**STATED TASK**
Please pick out every line in the material below that contains the word "building" and copy each of those lines in full.

**RECORDS FOR THIS EXERCISE**
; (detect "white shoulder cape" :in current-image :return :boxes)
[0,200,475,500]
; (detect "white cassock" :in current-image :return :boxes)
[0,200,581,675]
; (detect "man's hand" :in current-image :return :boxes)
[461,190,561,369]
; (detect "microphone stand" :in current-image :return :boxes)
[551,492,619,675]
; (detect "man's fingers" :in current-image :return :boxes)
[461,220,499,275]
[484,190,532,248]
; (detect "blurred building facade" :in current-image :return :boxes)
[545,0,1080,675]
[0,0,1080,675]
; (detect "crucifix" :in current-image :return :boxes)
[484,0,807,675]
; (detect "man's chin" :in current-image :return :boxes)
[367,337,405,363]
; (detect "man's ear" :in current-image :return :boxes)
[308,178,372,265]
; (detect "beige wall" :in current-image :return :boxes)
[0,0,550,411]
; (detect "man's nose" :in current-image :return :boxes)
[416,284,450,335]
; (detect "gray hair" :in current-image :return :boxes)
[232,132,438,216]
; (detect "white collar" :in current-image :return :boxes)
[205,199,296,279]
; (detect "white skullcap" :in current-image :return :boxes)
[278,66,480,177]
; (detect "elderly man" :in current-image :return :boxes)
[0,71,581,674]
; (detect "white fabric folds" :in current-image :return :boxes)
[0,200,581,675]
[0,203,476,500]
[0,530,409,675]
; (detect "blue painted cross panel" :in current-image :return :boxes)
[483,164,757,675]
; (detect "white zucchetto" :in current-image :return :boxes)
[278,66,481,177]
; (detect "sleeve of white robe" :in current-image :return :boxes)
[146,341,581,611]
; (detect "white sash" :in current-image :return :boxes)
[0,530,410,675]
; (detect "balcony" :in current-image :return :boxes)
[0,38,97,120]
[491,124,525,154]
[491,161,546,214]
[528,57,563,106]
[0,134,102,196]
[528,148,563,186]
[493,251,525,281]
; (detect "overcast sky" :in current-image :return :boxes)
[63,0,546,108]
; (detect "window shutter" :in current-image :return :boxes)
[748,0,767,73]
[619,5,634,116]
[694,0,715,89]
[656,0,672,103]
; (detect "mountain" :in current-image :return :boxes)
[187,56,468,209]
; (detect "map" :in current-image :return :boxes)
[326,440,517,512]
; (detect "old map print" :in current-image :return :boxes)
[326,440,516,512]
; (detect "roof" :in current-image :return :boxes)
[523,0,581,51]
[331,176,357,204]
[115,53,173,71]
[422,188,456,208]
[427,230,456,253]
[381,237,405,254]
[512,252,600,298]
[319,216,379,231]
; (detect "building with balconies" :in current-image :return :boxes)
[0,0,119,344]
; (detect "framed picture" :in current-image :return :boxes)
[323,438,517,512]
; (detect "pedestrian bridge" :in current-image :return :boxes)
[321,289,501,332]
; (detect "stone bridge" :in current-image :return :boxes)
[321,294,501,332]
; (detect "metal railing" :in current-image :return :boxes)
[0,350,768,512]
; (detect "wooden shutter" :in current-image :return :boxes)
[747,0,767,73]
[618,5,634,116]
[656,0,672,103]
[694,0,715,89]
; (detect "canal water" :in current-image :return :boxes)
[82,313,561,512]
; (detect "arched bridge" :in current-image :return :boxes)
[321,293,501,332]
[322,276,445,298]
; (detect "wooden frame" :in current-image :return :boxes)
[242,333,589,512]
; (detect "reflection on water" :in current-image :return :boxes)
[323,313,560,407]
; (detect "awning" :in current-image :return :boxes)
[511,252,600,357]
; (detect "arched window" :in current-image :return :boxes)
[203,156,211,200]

**SOLUTION**
; (detect "blurred building facade" :in current-image :return :boxes)
; (detect "building with balconies" :in current-image :return :boxes)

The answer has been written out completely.